▸ What you have to do: Please pick out each line in the entries below that contains the word "downspout" and copy those lines unchanged.

═══ Provided material

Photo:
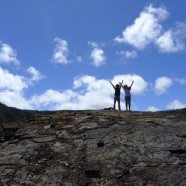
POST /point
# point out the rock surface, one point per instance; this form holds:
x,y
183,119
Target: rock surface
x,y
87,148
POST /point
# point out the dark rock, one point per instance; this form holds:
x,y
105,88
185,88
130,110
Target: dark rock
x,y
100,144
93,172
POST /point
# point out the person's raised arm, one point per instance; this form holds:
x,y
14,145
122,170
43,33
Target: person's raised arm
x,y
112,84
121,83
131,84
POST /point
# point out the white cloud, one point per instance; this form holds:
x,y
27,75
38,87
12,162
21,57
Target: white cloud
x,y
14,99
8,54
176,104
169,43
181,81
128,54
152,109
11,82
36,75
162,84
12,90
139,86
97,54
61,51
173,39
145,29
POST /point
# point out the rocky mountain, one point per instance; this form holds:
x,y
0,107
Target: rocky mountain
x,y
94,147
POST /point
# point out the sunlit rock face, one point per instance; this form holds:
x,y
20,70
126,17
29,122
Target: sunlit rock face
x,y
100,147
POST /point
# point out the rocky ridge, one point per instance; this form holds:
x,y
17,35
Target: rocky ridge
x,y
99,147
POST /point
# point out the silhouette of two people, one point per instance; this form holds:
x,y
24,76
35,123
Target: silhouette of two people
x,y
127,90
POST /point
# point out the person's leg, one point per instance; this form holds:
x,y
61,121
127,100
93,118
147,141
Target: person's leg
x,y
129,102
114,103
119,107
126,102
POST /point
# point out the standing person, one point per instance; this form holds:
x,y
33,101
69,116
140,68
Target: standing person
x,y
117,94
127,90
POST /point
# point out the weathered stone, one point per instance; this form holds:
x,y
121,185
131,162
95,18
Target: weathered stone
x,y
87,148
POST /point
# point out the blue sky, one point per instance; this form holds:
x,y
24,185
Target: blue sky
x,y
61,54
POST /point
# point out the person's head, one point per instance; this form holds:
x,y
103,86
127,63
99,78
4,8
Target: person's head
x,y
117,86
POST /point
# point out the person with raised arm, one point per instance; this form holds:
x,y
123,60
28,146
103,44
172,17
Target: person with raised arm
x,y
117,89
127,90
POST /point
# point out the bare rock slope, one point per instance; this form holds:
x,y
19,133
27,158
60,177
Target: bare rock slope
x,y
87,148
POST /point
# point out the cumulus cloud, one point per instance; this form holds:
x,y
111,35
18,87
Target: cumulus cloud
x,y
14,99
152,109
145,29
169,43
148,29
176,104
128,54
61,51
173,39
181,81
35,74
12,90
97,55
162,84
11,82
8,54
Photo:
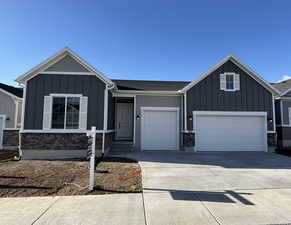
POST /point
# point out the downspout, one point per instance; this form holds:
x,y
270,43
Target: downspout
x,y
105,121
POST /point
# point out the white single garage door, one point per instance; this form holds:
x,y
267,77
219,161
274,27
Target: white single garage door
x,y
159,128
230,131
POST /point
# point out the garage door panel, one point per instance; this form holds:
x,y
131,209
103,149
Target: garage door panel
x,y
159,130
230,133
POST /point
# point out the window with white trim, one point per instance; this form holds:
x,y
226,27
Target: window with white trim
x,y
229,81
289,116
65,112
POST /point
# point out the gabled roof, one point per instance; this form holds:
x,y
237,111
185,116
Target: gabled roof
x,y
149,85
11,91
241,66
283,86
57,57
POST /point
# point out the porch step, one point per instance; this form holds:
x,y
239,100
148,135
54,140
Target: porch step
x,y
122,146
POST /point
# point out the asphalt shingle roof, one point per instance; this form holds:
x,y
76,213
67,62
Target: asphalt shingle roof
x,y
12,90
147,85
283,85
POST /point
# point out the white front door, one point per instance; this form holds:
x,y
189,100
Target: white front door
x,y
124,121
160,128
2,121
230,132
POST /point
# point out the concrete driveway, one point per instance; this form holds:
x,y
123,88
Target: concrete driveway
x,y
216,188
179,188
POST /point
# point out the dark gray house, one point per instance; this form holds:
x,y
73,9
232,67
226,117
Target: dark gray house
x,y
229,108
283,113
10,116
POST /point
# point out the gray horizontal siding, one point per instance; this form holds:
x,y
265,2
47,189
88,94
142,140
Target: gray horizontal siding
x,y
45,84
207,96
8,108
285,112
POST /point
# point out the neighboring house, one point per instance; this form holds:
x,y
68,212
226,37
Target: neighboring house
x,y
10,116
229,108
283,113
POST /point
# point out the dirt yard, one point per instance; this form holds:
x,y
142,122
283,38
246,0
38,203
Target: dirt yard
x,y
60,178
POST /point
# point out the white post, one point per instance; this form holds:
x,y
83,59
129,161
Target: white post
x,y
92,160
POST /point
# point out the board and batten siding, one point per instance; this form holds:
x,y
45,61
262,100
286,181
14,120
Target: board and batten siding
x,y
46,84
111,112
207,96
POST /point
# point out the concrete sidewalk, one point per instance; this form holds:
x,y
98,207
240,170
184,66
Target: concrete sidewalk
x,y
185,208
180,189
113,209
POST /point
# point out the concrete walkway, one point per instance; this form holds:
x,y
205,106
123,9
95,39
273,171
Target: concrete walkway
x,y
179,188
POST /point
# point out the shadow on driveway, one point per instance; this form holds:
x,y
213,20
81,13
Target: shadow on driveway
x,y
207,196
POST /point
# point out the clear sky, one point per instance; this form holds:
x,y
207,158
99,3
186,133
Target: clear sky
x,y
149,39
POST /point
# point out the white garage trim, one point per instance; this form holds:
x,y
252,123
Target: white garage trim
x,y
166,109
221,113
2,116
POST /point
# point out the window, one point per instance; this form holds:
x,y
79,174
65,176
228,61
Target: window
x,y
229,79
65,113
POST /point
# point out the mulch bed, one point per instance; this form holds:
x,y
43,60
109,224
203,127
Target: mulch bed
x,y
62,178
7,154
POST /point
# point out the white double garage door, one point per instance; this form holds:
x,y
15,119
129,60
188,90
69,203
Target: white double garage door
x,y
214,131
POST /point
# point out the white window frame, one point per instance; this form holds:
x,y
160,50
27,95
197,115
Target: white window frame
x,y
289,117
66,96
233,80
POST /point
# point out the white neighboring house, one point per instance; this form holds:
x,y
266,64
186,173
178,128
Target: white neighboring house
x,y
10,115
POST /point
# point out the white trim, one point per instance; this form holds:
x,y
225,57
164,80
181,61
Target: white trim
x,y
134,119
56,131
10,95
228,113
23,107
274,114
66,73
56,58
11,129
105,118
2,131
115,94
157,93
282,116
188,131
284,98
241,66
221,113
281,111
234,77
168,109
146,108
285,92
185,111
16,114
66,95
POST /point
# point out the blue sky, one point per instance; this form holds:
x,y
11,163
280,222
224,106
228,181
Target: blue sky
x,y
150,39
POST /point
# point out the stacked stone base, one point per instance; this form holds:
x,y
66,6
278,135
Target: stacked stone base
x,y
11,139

══════
═══ Provided material

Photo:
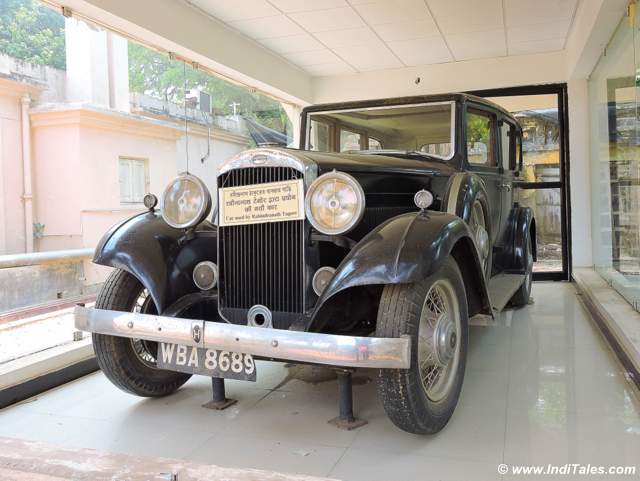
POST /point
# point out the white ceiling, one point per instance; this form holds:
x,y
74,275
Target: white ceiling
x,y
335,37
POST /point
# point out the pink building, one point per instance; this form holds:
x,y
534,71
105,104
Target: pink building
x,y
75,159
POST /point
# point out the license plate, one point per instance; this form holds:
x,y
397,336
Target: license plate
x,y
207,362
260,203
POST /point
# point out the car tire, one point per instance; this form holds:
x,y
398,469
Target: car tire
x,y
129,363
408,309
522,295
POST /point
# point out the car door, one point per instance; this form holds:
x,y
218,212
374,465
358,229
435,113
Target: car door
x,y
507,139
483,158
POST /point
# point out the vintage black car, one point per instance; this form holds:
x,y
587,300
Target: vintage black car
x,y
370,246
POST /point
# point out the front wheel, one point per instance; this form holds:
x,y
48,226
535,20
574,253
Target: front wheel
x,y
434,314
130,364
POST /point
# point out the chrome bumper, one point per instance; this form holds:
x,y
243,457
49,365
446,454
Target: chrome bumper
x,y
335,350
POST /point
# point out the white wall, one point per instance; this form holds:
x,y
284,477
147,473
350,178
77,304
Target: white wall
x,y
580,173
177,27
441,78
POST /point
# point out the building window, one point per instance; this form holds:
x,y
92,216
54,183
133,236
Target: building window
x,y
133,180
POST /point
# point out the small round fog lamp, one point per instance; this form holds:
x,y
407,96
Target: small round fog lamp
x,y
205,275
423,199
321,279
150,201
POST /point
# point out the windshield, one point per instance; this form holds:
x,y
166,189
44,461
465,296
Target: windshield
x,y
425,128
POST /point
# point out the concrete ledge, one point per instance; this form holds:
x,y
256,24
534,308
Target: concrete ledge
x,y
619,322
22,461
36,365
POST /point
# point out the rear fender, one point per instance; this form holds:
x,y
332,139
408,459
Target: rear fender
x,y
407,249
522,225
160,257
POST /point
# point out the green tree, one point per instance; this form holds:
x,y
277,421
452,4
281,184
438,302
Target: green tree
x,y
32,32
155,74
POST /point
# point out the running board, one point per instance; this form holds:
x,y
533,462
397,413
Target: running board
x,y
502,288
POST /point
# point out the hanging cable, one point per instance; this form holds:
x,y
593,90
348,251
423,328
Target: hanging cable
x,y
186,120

══════
═══ Provided material

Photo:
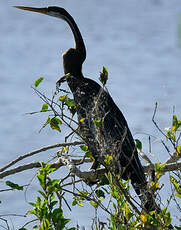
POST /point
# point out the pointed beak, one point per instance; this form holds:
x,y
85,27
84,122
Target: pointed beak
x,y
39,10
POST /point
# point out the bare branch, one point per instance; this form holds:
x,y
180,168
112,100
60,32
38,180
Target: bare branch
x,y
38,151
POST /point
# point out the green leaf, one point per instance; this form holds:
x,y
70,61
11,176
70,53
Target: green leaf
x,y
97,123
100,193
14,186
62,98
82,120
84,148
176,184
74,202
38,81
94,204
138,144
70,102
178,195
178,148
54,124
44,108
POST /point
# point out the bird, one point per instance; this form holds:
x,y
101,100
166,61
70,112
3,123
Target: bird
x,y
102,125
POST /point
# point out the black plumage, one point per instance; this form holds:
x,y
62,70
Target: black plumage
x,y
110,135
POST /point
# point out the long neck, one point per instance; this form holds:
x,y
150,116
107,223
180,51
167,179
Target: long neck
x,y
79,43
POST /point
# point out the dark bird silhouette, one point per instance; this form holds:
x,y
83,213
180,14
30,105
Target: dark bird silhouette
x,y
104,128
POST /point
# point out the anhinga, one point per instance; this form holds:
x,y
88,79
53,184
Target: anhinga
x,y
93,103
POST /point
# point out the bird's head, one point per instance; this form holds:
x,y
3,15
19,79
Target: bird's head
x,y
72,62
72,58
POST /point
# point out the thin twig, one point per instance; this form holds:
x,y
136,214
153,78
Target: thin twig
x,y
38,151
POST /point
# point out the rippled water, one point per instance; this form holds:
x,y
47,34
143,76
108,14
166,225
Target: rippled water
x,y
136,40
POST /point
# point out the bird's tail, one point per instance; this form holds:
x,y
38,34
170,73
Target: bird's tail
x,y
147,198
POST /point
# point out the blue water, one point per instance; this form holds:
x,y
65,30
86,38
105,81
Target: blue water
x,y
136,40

══════

▸ Answer to this problem:
# point out the downspout, one point per instance; this form holds:
Target: downspout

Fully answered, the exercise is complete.